**WORK REQUIRED**
Please show each line of the rows below that contains the string "block".

--- MATERIAL FOR THIS EXERCISE ---

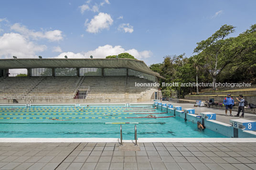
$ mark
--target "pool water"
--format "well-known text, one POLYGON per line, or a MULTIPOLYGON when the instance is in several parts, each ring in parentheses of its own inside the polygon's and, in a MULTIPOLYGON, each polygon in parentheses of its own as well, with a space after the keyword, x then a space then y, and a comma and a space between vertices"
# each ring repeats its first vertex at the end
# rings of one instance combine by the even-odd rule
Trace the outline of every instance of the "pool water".
POLYGON ((224 138, 150 105, 0 107, 1 138, 224 138), (151 115, 157 118, 147 118, 151 115), (52 119, 58 120, 52 120, 52 119), (109 124, 107 124, 107 123, 109 124), (136 124, 133 124, 136 123, 136 124), (121 124, 120 124, 121 123, 121 124))

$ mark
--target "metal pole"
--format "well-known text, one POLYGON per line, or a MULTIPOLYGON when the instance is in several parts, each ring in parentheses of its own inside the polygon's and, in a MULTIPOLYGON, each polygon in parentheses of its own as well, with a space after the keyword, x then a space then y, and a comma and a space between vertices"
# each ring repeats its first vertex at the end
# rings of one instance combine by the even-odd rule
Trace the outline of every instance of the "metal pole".
POLYGON ((137 146, 137 127, 135 125, 135 132, 134 132, 134 135, 135 138, 135 145, 137 146))
POLYGON ((122 134, 122 124, 120 125, 120 145, 123 145, 123 134, 122 134))

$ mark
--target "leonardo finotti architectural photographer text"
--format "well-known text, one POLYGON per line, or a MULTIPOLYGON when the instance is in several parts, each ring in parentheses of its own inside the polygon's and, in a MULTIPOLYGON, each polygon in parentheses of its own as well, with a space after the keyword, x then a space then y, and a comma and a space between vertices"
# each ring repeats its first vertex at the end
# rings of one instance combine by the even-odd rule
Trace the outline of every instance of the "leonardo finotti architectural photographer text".
MULTIPOLYGON (((216 87, 250 87, 251 85, 251 83, 216 83, 216 87)), ((171 83, 166 83, 165 82, 162 82, 161 84, 162 87, 213 87, 213 83, 196 83, 195 82, 189 82, 186 83, 181 83, 179 82, 172 82, 171 83)), ((139 83, 135 82, 136 87, 159 87, 160 84, 156 82, 152 83, 139 83)))

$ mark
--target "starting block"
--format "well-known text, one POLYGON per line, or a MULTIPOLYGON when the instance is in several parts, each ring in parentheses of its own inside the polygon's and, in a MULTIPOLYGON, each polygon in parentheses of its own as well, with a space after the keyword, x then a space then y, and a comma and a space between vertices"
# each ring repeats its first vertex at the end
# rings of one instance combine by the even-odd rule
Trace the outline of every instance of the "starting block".
POLYGON ((181 106, 174 106, 174 109, 175 110, 180 111, 181 111, 182 109, 181 106))
POLYGON ((233 127, 246 131, 256 131, 256 122, 244 119, 230 120, 233 127))
POLYGON ((206 120, 216 120, 216 113, 212 112, 203 112, 201 113, 200 114, 202 118, 206 120))
POLYGON ((194 114, 195 113, 195 109, 184 109, 185 113, 188 114, 194 114))

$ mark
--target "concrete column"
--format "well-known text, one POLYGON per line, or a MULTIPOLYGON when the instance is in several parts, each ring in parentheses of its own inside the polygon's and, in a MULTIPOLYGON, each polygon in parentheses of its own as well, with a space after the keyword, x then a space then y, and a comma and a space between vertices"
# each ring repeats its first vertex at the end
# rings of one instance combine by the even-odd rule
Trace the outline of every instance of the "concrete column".
POLYGON ((52 76, 53 77, 55 77, 55 68, 52 68, 52 76))
POLYGON ((76 68, 76 76, 80 77, 80 68, 76 68))
POLYGON ((30 77, 31 76, 31 68, 27 68, 28 70, 28 77, 30 77))

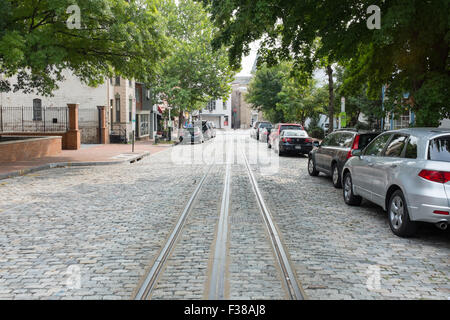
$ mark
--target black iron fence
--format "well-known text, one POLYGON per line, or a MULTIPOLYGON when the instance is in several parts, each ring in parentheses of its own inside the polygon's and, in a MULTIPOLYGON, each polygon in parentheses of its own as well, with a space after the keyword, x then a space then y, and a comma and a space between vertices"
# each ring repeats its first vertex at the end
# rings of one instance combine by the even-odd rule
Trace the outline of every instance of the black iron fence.
POLYGON ((67 107, 0 106, 0 132, 66 132, 68 129, 67 107))

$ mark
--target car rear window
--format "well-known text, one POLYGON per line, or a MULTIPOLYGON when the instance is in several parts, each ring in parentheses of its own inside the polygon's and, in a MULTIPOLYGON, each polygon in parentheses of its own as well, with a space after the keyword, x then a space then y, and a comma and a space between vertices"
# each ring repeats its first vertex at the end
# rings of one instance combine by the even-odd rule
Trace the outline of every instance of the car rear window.
POLYGON ((372 142, 373 139, 375 139, 378 136, 377 134, 361 134, 359 136, 359 149, 364 149, 370 142, 372 142))
POLYGON ((428 159, 450 162, 450 135, 430 140, 428 159))
POLYGON ((280 127, 280 131, 283 131, 283 130, 303 130, 303 129, 302 129, 301 126, 289 126, 289 125, 286 125, 286 126, 281 126, 280 127))
POLYGON ((306 131, 304 130, 283 130, 284 136, 291 136, 291 137, 306 137, 306 131))

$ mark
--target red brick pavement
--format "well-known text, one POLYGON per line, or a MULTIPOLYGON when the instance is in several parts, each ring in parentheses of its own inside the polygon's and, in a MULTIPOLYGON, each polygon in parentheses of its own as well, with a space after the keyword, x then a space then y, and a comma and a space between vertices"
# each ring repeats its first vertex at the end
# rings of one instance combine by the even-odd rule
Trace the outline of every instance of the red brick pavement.
MULTIPOLYGON (((0 162, 0 177, 8 174, 33 170, 49 164, 57 163, 120 163, 123 159, 115 158, 119 155, 148 155, 155 154, 170 148, 167 144, 153 145, 153 141, 137 142, 134 153, 131 144, 104 144, 104 145, 82 145, 79 150, 62 150, 57 156, 37 158, 29 161, 0 162)), ((16 174, 17 175, 17 174, 16 174)))

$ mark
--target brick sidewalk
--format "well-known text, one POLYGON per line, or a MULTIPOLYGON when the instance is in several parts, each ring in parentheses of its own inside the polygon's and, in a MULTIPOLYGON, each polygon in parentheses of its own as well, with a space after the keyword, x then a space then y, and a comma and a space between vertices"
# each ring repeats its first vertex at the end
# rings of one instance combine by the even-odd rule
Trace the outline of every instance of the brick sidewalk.
POLYGON ((29 161, 0 162, 0 179, 14 177, 63 165, 102 165, 132 161, 170 148, 171 145, 153 145, 153 141, 137 142, 134 153, 130 144, 82 145, 80 150, 62 150, 57 156, 29 161))

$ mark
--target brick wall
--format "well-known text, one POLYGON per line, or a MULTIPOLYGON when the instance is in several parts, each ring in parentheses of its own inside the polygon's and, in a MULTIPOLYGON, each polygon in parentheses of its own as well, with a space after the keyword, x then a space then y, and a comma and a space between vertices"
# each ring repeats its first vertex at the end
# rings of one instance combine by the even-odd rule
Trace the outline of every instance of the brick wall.
POLYGON ((61 153, 61 137, 0 142, 0 162, 26 161, 61 153))

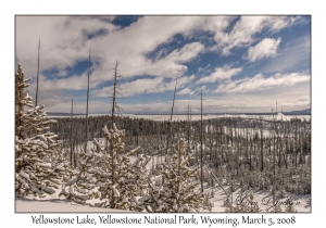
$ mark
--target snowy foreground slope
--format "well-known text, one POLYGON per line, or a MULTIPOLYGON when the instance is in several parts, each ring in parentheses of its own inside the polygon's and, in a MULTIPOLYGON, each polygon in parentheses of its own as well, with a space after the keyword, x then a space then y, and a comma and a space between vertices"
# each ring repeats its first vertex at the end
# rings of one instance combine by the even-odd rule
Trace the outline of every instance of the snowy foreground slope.
MULTIPOLYGON (((131 161, 135 161, 136 157, 133 157, 131 161)), ((156 161, 158 157, 154 156, 154 160, 156 161)), ((148 164, 147 168, 150 168, 150 163, 148 164)), ((228 186, 223 186, 224 189, 228 189, 228 186)), ((212 188, 204 185, 204 191, 205 192, 212 192, 212 188)), ((238 192, 240 189, 237 189, 236 192, 233 194, 233 201, 237 201, 238 192)), ((113 208, 100 208, 89 205, 79 205, 76 203, 70 203, 64 201, 64 198, 60 198, 59 195, 60 190, 55 192, 52 195, 47 195, 45 199, 36 199, 34 197, 28 197, 28 199, 16 199, 15 200, 15 212, 26 212, 26 213, 43 213, 43 212, 52 212, 52 213, 137 213, 135 211, 123 211, 123 210, 113 210, 113 208)), ((249 193, 250 191, 247 191, 249 193)), ((224 213, 226 210, 225 206, 225 200, 226 194, 224 190, 216 185, 213 187, 213 193, 214 197, 211 198, 211 202, 213 203, 212 213, 224 213)), ((273 198, 271 192, 268 191, 252 191, 253 193, 253 202, 256 202, 260 212, 265 213, 267 208, 271 207, 273 198)), ((298 213, 311 213, 311 194, 304 194, 304 195, 296 195, 296 194, 287 194, 284 199, 278 200, 278 204, 280 205, 280 208, 285 210, 285 204, 287 204, 287 199, 292 198, 293 199, 293 205, 294 210, 298 213)), ((98 200, 93 199, 91 201, 88 201, 88 203, 93 204, 98 200)), ((247 200, 243 200, 247 201, 247 200)), ((209 211, 202 211, 209 213, 209 211)))
MULTIPOLYGON (((214 191, 215 197, 212 200, 214 203, 214 207, 212 210, 212 213, 224 213, 225 206, 224 206, 224 200, 225 200, 225 193, 221 188, 216 188, 214 191)), ((236 197, 235 197, 236 198, 236 197)), ((311 212, 311 203, 310 203, 310 194, 305 195, 292 195, 294 199, 294 208, 298 213, 310 213, 311 212), (299 205, 297 205, 299 204, 299 205)), ((269 203, 272 202, 272 197, 268 192, 263 191, 256 191, 254 192, 254 202, 258 202, 260 205, 261 212, 264 213, 268 206, 264 205, 268 200, 269 203)), ((286 199, 279 200, 279 204, 281 208, 284 210, 284 206, 281 205, 284 202, 286 202, 286 199)), ((100 208, 100 207, 92 207, 88 205, 76 205, 76 204, 70 204, 62 201, 39 201, 39 200, 16 200, 15 201, 15 212, 21 213, 45 213, 45 212, 52 212, 52 213, 65 213, 65 212, 74 212, 74 213, 137 213, 133 211, 123 211, 123 210, 113 210, 113 208, 100 208)))
POLYGON ((54 201, 29 201, 29 200, 16 200, 15 212, 26 212, 26 213, 45 213, 45 212, 74 212, 74 213, 133 213, 133 211, 123 211, 114 208, 100 208, 91 207, 86 205, 72 205, 64 202, 54 201))

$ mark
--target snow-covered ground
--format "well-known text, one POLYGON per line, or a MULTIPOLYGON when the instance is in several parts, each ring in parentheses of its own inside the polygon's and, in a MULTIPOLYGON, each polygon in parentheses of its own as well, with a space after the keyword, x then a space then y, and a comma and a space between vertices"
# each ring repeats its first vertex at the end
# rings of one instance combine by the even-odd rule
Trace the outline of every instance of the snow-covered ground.
MULTIPOLYGON (((89 148, 90 148, 89 143, 89 148)), ((156 164, 158 160, 161 161, 161 157, 153 156, 154 164, 156 164)), ((130 162, 136 161, 136 156, 130 157, 130 162)), ((147 168, 150 169, 152 166, 152 162, 149 162, 147 165, 147 168)), ((225 190, 228 189, 228 186, 223 186, 225 190)), ((215 185, 215 187, 208 187, 204 185, 204 191, 205 192, 212 192, 214 193, 214 197, 211 198, 211 202, 213 203, 212 213, 224 213, 226 210, 225 206, 225 200, 227 199, 226 193, 224 192, 222 187, 218 186, 218 183, 215 185)), ((199 189, 198 189, 199 190, 199 189)), ((116 213, 125 213, 129 211, 122 211, 122 210, 112 210, 112 208, 99 208, 93 205, 96 202, 98 202, 98 199, 89 200, 87 201, 90 205, 80 205, 77 203, 71 203, 66 202, 64 200, 64 197, 59 198, 59 192, 61 189, 58 189, 57 192, 52 195, 47 195, 45 199, 28 197, 28 199, 16 199, 15 201, 15 212, 29 212, 29 213, 42 213, 42 212, 55 212, 55 213, 64 213, 64 212, 76 212, 76 213, 110 213, 110 212, 116 212, 116 213)), ((238 192, 240 189, 237 189, 236 192, 233 193, 233 200, 236 202, 236 199, 238 197, 238 192)), ((249 194, 250 191, 247 191, 249 194)), ((273 202, 273 197, 271 192, 268 191, 252 191, 253 193, 253 202, 256 202, 259 207, 261 208, 261 212, 266 212, 267 208, 271 207, 273 202)), ((281 210, 284 211, 285 204, 287 204, 287 199, 292 198, 293 199, 293 205, 294 210, 297 210, 298 213, 310 213, 311 212, 311 194, 304 194, 304 195, 294 195, 294 194, 287 194, 286 198, 278 200, 278 204, 280 205, 281 210)), ((244 200, 246 201, 246 200, 244 200)), ((202 212, 209 212, 209 211, 202 211, 202 212)))
MULTIPOLYGON (((99 116, 99 115, 104 115, 104 114, 90 114, 90 116, 99 116)), ((168 121, 170 119, 170 115, 135 115, 135 114, 123 114, 123 116, 129 116, 131 118, 148 118, 148 119, 152 119, 152 121, 168 121)), ((311 119, 311 115, 284 115, 281 113, 278 113, 277 115, 229 115, 229 114, 225 114, 225 115, 203 115, 203 119, 210 119, 210 118, 223 118, 223 117, 242 117, 242 118, 260 118, 260 116, 263 117, 263 119, 266 121, 290 121, 291 118, 300 118, 301 121, 305 119, 305 121, 310 121, 311 119)), ((70 117, 70 116, 47 116, 47 117, 55 117, 55 118, 60 118, 60 117, 70 117)), ((75 117, 84 117, 84 115, 76 115, 75 117)), ((191 115, 191 121, 199 121, 201 118, 200 115, 191 115)), ((176 121, 187 121, 188 116, 187 115, 173 115, 172 116, 172 121, 176 122, 176 121)))
MULTIPOLYGON (((62 213, 62 212, 86 212, 86 213, 108 213, 108 212, 117 212, 125 213, 130 211, 123 210, 113 210, 113 208, 100 208, 88 205, 77 205, 71 204, 62 201, 39 201, 39 200, 16 200, 15 202, 15 212, 28 212, 28 213, 62 213)), ((130 212, 131 213, 131 212, 130 212)))

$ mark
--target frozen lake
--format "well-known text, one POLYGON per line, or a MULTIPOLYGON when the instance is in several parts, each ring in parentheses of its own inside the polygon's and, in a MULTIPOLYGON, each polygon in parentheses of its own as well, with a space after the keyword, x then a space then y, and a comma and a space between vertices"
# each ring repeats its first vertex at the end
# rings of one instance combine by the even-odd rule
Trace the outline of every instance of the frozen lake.
MULTIPOLYGON (((89 114, 89 116, 101 116, 105 114, 89 114)), ((168 121, 170 115, 136 115, 136 114, 122 114, 123 116, 129 116, 131 118, 148 118, 148 119, 153 119, 153 121, 168 121)), ((242 118, 260 118, 260 116, 263 117, 263 119, 266 121, 272 121, 273 118, 278 119, 278 121, 290 121, 291 118, 300 118, 301 121, 310 121, 311 115, 283 115, 281 113, 278 113, 278 115, 230 115, 230 114, 225 114, 225 115, 203 115, 203 119, 210 119, 210 118, 220 118, 220 117, 242 117, 242 118)), ((68 115, 60 115, 60 116, 54 116, 54 115, 49 115, 48 117, 70 117, 68 115)), ((75 115, 74 117, 84 117, 83 115, 75 115)), ((188 116, 187 115, 173 115, 172 121, 187 121, 188 116)), ((191 121, 199 121, 200 115, 191 115, 191 121)))

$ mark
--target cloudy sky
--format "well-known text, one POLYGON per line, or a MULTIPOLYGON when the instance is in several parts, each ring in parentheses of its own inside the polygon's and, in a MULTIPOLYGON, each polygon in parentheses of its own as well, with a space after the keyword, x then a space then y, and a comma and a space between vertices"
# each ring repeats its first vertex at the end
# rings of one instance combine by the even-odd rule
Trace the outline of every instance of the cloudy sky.
POLYGON ((15 52, 49 112, 108 113, 115 61, 125 113, 294 111, 311 105, 310 16, 16 16, 15 52))

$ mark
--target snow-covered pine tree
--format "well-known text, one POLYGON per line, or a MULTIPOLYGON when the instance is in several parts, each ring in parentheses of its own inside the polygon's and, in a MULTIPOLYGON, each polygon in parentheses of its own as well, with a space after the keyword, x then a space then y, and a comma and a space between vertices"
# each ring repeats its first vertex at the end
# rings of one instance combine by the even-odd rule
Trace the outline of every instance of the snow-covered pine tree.
MULTIPOLYGON (((142 154, 131 163, 129 156, 135 155, 136 148, 126 154, 121 154, 120 151, 124 149, 125 130, 118 130, 115 124, 109 130, 106 126, 103 132, 110 142, 110 153, 104 153, 102 157, 102 169, 98 173, 100 199, 103 200, 97 204, 101 207, 142 211, 138 206, 137 197, 145 194, 148 188, 148 170, 146 165, 150 157, 142 154)), ((97 140, 93 140, 97 150, 102 151, 101 145, 97 140)))
POLYGON ((168 164, 163 164, 163 185, 150 182, 149 192, 139 201, 148 212, 187 213, 199 212, 203 207, 204 194, 199 181, 195 180, 198 167, 189 167, 192 154, 186 155, 183 139, 173 147, 168 164))
POLYGON ((15 192, 17 197, 33 193, 42 198, 54 193, 61 179, 50 163, 60 153, 60 144, 49 131, 55 121, 45 118, 43 105, 33 105, 28 80, 20 64, 15 74, 15 192))
POLYGON ((100 164, 103 150, 103 147, 101 147, 78 154, 78 167, 66 168, 72 178, 62 186, 59 197, 64 195, 67 201, 79 204, 85 204, 87 200, 98 197, 97 187, 100 181, 98 174, 102 173, 100 164))

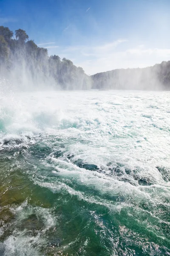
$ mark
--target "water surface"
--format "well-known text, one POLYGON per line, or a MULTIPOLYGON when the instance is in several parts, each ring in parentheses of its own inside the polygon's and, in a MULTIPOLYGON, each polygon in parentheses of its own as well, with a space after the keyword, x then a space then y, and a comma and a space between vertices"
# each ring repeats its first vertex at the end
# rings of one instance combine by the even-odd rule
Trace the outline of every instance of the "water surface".
POLYGON ((0 96, 0 255, 170 255, 170 93, 0 96))

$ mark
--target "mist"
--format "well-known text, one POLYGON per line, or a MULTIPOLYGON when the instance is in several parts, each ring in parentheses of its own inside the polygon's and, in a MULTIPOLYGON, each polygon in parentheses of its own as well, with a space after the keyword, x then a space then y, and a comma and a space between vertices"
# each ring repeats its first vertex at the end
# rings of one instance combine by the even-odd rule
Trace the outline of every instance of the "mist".
POLYGON ((38 47, 25 30, 14 33, 0 26, 1 85, 14 90, 87 90, 91 78, 65 58, 49 56, 47 49, 38 47))
POLYGON ((89 76, 70 60, 48 56, 47 49, 29 40, 25 30, 19 29, 14 34, 0 26, 1 90, 169 90, 170 61, 89 76))

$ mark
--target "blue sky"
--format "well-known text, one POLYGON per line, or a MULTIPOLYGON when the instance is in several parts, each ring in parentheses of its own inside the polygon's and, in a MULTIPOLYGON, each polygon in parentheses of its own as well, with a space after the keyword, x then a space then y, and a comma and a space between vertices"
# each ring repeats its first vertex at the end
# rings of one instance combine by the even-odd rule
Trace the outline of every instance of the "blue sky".
POLYGON ((170 0, 0 0, 0 25, 92 74, 170 60, 170 0))

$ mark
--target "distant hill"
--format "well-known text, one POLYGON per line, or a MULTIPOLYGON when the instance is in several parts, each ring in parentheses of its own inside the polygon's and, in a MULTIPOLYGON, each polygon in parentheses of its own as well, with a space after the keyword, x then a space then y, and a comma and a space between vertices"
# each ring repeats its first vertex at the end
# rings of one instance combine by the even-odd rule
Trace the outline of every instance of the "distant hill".
POLYGON ((1 87, 170 90, 170 61, 144 68, 116 69, 88 76, 69 60, 49 56, 46 49, 38 47, 28 38, 25 30, 15 30, 14 37, 8 27, 0 26, 1 87))
POLYGON ((170 90, 170 61, 144 68, 116 69, 91 76, 94 89, 170 90))

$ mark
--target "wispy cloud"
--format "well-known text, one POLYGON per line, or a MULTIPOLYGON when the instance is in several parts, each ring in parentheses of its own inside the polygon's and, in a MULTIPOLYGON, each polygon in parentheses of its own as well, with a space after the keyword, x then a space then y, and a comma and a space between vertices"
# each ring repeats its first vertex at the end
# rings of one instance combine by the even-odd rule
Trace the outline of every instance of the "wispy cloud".
POLYGON ((51 43, 41 43, 41 44, 37 44, 37 46, 40 46, 40 45, 46 45, 46 44, 55 44, 55 43, 54 42, 51 43))
POLYGON ((117 68, 144 67, 170 59, 170 49, 130 45, 126 39, 118 39, 96 46, 61 47, 57 53, 62 58, 74 59, 74 64, 90 75, 117 68))
POLYGON ((4 18, 0 17, 0 25, 4 24, 5 23, 8 23, 9 22, 16 22, 16 21, 17 21, 16 19, 14 19, 13 18, 7 17, 4 18))
POLYGON ((54 46, 47 46, 45 48, 58 48, 59 47, 57 45, 54 45, 54 46))

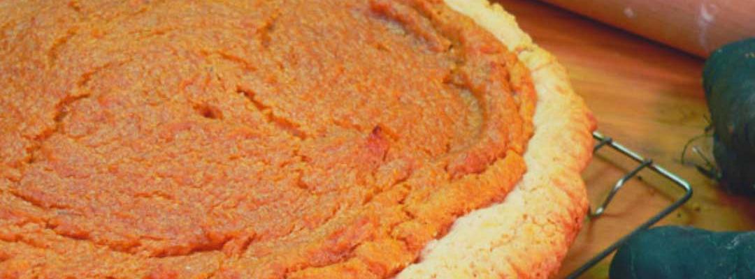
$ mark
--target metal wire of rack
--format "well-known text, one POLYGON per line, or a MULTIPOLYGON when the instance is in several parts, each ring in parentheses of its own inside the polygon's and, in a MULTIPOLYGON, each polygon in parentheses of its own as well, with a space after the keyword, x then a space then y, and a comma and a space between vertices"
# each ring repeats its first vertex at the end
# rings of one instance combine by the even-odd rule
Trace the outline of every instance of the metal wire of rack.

---

**SOLUTION**
--target "starting block"
Trace the outline of every instance of the "starting block".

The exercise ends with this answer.